(RECORDS PROVIDED begins)

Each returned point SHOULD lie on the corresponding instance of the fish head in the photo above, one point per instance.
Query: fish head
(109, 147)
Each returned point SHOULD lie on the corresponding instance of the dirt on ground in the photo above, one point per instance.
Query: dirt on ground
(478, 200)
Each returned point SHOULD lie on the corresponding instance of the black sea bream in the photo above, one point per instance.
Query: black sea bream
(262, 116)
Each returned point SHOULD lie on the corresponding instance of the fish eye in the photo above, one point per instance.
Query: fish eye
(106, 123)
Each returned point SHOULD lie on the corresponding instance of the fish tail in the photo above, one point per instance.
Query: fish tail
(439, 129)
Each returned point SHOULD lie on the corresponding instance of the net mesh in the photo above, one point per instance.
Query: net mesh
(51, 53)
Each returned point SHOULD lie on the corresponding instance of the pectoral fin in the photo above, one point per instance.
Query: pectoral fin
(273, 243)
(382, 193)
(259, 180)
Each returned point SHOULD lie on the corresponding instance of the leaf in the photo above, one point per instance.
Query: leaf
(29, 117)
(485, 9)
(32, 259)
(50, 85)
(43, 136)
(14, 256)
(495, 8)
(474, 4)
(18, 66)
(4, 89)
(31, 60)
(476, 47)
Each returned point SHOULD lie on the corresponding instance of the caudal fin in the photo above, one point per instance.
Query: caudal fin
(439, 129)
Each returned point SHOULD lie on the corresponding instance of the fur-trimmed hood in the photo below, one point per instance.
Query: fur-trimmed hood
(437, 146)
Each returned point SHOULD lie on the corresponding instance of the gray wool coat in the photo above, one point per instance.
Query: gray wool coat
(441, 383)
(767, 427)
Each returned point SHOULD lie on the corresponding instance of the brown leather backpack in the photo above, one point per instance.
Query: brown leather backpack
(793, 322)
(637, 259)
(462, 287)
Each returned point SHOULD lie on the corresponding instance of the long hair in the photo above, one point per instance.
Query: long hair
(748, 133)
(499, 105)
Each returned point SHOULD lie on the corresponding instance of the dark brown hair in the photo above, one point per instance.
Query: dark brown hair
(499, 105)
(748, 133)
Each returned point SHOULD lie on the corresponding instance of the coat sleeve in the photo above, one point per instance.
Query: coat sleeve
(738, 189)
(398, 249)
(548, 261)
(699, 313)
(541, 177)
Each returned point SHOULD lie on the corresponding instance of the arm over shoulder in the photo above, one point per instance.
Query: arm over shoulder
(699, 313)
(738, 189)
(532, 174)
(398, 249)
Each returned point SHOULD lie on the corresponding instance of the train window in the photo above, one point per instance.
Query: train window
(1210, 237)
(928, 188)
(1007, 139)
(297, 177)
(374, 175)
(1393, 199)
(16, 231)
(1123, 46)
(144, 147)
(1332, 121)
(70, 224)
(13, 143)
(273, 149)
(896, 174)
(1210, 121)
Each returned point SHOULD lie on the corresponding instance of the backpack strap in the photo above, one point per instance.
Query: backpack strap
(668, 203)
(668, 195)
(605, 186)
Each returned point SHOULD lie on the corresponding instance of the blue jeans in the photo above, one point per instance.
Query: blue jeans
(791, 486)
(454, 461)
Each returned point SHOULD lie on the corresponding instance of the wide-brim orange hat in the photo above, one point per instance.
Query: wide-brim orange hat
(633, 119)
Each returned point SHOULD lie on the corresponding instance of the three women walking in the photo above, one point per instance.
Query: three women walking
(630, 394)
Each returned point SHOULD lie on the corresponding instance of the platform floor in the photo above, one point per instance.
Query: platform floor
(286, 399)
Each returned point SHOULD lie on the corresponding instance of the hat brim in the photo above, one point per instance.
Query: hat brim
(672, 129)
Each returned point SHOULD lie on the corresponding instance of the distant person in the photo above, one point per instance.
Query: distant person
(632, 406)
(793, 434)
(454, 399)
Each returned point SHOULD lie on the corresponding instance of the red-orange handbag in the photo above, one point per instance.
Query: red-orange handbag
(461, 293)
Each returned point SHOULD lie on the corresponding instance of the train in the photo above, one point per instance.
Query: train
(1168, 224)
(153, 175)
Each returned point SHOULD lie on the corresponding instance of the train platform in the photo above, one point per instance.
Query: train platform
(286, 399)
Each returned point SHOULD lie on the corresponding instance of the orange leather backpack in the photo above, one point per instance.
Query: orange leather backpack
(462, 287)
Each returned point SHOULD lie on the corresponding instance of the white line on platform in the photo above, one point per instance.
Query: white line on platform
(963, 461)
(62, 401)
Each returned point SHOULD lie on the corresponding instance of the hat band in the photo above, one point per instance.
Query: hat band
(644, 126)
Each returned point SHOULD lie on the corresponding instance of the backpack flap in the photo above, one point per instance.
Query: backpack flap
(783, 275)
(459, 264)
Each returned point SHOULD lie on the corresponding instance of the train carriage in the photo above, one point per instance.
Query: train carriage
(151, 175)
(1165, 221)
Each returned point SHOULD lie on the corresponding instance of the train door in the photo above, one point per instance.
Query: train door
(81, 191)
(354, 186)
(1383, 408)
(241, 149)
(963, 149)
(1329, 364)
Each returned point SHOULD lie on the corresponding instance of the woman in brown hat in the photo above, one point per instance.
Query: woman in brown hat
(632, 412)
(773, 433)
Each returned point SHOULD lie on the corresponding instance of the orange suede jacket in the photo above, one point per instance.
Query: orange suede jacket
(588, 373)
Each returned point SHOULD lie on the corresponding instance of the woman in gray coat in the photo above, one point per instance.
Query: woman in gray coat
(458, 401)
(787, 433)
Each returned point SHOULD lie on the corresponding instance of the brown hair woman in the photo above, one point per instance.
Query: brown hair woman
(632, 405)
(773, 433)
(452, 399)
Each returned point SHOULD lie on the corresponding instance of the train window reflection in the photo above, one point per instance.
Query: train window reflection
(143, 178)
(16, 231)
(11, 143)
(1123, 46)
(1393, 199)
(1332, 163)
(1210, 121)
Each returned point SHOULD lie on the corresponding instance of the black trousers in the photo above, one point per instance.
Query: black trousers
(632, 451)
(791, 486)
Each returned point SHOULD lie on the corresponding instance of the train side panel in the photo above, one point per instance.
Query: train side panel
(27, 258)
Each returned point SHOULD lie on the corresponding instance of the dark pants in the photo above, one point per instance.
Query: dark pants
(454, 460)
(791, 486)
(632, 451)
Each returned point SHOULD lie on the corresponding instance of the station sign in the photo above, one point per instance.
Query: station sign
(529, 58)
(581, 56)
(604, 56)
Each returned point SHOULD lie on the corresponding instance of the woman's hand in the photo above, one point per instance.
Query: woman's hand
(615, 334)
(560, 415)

(RECORDS PROVIDED ends)

Copy out each record, keeping every word as it is.

Each returned point SHOULD lie on the corresponding instance of the fish head in the photo above, one point per instance.
Query: fish head
(109, 147)
Each returned point SHOULD lie on the corresponding instance of the dirt on ground in the photo above, one point per instance.
Query: dirt on ground
(478, 200)
Each returned point SHOULD lie on the corresponding instance of the black sea bream in the photo above, one point per instance.
Query: black sea bream
(262, 116)
Each returned point SHOULD lie on the corresponding instance of the fish eye in the photo above, one point per instance.
Query: fish eye
(106, 123)
Each returned point SHOULD lie on the corresponding instance of the fish tail in the photo above, one point per instance.
Query: fish tail
(439, 129)
Each returned point SHOULD lie on the corresponding instance of the net mesh in the photo above, one point per instance.
Query: net mesh
(51, 53)
Each returned point SHOULD lie on the corresponding instance of the pectoral fin in the photo above, one point per instance.
Query: pectoral fin
(273, 243)
(382, 193)
(259, 180)
Each returned point SHOULD lie on the corresponding instance of the leaf in the photo above, one point per instance.
Query: leaf
(29, 117)
(485, 9)
(32, 259)
(50, 85)
(43, 136)
(14, 256)
(495, 8)
(474, 4)
(18, 66)
(4, 89)
(31, 60)
(476, 47)
Each returned point SHOULD lie on the corresponding instance of the caudal fin in the photo above, one point per instance.
Query: caudal fin
(439, 129)
Each returned point SHOULD lie on the corresponding instance of the fur-trimmed hood in the photo below, one point per instance.
Query: fur-trimmed hood
(437, 146)
Each returned point SHOULD lie on the corresponding instance of the gray wool coat in the photo above, one point per instance.
Query: gray wool coat
(441, 383)
(767, 427)
Each returned point SHOULD lie on the corresponding instance of the brown leather backpack in the photo above, one point per instance.
Query: brown leather backpack
(793, 322)
(637, 259)
(462, 287)
Each returned point SHOULD lie on the corresponding instance of the long hair in the photo above, one point per instance.
Query: long hair
(748, 133)
(499, 105)
Each returned point SHOULD lie on the corresponding instance of the dark brown hair in the photo above, one point per instance.
Query: dark brown hair
(499, 105)
(748, 133)
Each returned point SHOULD lie on the corresponding instance of the coat sleeve in the photo above, one point per instance.
Query: coat sleeve
(738, 189)
(398, 249)
(548, 261)
(699, 313)
(541, 177)
Each returned point SHOULD lie on the corresponding instance of the arm over shoulder in the photo above, one point per instance.
Query: arm over shoulder
(699, 313)
(738, 189)
(532, 174)
(398, 249)
Each returned point SHOULD lie on the corresponding instance of the train window in the photo above, one point per instance.
Query: train window
(1210, 237)
(928, 188)
(1007, 139)
(297, 177)
(374, 175)
(1393, 199)
(16, 231)
(1123, 46)
(144, 147)
(1332, 121)
(70, 224)
(13, 143)
(273, 149)
(896, 174)
(1210, 121)
Each returned point SHOULD lie on the corresponding instance of the backpack strap in the photo above, one point per instance.
Query: backpack strap
(668, 203)
(668, 195)
(605, 186)
Each returned point SHOULD lie on the corresponding instance of the blue jeans in the photo above, one point per instance.
Query: blue jeans
(791, 486)
(454, 461)
Each returned point SHOULD lie on the corresponding instance of the wide-brim orange hat in the photo above, one point per instance.
Query: wide-brim orange hat
(633, 119)
Each returned point SHOULD lie on the corresponding instance of the three women walking in the photo above, one point per instance.
Query: three women walking
(630, 394)
Each returned point SHOULD lie on the corresponding instance of the platform floor in the photo above, one point per instance.
Query: platform floor
(286, 399)
Each returned point SHOULD lie on the corresponding instance of the hat brim in the photo above, one point per instance.
Query: hat brim
(672, 129)
Each returned point SHOULD lie on the corresponding instance of the distant person in the photo above, one point per instance.
Query: distant person
(632, 406)
(793, 434)
(454, 399)
Each returned point SHOULD lie on the corresponding instance of the red-orange handbag in the photo above, one point per instance.
Query: red-orange handbag
(461, 293)
Each returned point SHOULD lie on the corresponding instance of the train in the photo above, one point per instance.
Query: train
(1168, 224)
(153, 175)
Each returned point SHOULD lie on the corresponding instance of the train platform in the photo above, one point per instance.
Query: train platform
(286, 399)
Each returned point SHOULD lie on the corresponding instance of the orange leather backpack in the photo above, one point per instance.
Query: orange leather backpack
(462, 287)
Each returned point SHOULD lie on the corresponding instance of the white line on platform in the photo above, one point per instance.
Query: white line on platform
(963, 461)
(62, 401)
Each returned point SHOULD lie on the corresponding instance of the hat band in the photo above, one point per instance.
Query: hat band
(644, 126)
Each returned point SHOULD lie on the corresponding instance of the backpack flap in the photo above, one point per instance.
Query: backpack flap
(783, 275)
(459, 264)
Each returned point SHOULD lie on the corresponding instance of the train carriage in the photo above, one point per instance.
Query: train carriage
(151, 175)
(1165, 221)
Each returned point SHOULD lie on the corresponding instance of the train door in the photo above, one point per instance.
Query: train door
(81, 191)
(354, 186)
(1383, 408)
(241, 149)
(963, 149)
(1329, 364)
Each returned point SHOULD lie on the corresponding instance of the woman in brown hat in the photo above, one point per instance.
Query: woman in brown hat
(632, 412)
(773, 433)
Each returned point SHOULD lie on the corresponding instance of the orange suede jacket in the photo above, one point per instance.
Query: orange suede jacket
(588, 373)
Each returned point SHOULD lie on the corresponding instance of the woman in gray coat in the photo above, one point per instance.
Query: woman in gray coat
(458, 401)
(787, 433)
Each returned point SHOULD lie on the corresponding instance of the brown hair woman in the photo above, one point per instance.
Query: brown hair woman
(632, 405)
(773, 433)
(452, 399)
Each returned point SHOULD lie on the corresponding instance of the train window reflection in the photo above, one point per instance.
Query: train window reflection
(143, 178)
(16, 231)
(11, 143)
(1123, 46)
(1393, 199)
(1332, 163)
(1210, 121)
Each returned point SHOULD lie on the corresponding instance of the black trousers in the photo above, one point per instance.
Query: black trousers
(632, 451)
(791, 486)
Each returned point SHOULD lie on the corresponding instance of the train side panel in the photo above, one point per instance.
Query: train side panel
(27, 258)
Each returned point SHOULD lie on the corresponding instance of the dark pants in the photo above, one point per instance.
Query: dark pants
(454, 460)
(791, 486)
(632, 451)
Each returned point SHOULD lie on the corresponding instance of the station sign in the photo above, one point per instance.
Query: station sign
(529, 58)
(581, 56)
(604, 56)
Each returned point SHOULD lie on the corresponding instance of the woman's hand in the photo above, one point per instance.
Query: woman's hand
(615, 334)
(560, 415)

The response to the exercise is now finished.